→ Given task:
In full and without alteration, repeat the material.

→ Input records:

<<<<

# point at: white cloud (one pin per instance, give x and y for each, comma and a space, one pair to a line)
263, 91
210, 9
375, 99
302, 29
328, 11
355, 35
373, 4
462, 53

>>>>

→ Correct output:
# point at: white cloud (one pin per instance, give x and y for each, comma and a space, one pair to a line)
263, 91
210, 9
375, 99
302, 29
328, 11
355, 35
373, 4
462, 53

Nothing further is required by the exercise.